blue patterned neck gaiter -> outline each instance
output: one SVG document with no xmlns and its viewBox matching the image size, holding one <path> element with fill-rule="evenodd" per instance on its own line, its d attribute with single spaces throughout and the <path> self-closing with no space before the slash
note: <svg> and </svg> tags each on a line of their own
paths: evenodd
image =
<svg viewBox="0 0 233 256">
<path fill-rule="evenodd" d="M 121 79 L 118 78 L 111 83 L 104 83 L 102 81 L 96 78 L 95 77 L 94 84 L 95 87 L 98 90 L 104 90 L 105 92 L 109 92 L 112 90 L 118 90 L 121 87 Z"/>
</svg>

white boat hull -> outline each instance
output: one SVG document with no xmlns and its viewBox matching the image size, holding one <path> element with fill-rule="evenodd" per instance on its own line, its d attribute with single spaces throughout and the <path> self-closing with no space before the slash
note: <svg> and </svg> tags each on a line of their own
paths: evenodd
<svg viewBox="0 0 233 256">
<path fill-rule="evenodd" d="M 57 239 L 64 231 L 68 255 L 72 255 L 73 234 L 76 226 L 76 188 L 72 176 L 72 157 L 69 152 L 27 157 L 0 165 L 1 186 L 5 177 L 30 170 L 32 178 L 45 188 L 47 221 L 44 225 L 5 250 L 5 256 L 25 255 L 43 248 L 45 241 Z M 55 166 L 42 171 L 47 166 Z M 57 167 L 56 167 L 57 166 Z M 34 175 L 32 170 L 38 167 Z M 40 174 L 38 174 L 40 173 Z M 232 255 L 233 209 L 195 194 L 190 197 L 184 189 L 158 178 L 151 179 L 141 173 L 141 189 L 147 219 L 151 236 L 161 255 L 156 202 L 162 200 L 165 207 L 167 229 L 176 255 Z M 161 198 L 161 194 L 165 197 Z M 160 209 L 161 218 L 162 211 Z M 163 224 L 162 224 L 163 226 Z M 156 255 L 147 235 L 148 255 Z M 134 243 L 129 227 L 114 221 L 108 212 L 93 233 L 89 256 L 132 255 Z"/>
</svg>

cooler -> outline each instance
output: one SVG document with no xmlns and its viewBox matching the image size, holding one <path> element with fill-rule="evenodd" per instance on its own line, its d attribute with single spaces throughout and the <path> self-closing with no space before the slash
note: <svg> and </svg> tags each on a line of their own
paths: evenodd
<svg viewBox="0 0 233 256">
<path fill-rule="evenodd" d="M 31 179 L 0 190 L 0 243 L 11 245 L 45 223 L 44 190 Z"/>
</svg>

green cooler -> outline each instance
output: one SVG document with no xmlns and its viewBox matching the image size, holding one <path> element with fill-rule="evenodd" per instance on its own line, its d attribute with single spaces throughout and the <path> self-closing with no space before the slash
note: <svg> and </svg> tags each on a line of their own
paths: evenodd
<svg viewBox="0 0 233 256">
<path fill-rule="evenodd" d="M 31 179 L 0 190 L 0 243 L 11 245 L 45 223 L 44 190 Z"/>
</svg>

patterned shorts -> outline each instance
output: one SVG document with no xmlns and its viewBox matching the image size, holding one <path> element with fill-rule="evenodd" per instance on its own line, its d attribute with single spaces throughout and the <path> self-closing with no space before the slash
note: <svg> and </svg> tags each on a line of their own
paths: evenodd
•••
* **REQUIRED TASK**
Reproduce the records verbatim, starting at the line that contains "green cooler -> outline each instance" and ending at the final line of the records, with both included.

* **REPLY**
green cooler -> outline each instance
output: one SVG document with no xmlns and its viewBox matching the image size, holding one <path> element with fill-rule="evenodd" per instance on its own line, its d attribute with single spaces throughout and the <path> self-closing with no space before the slash
note: <svg> and </svg> tags each on a line of their own
paths: evenodd
<svg viewBox="0 0 233 256">
<path fill-rule="evenodd" d="M 31 179 L 0 190 L 0 243 L 11 245 L 45 223 L 44 190 Z"/>
</svg>

patterned shorts -> outline each instance
output: one SVG document with no xmlns and its viewBox matching the image size, holding one <path> element with fill-rule="evenodd" per instance on its own line, its d attribute with single spaces throughout and the <path> self-closing with no space before the slash
note: <svg> and </svg> tags each on a line of their own
paths: evenodd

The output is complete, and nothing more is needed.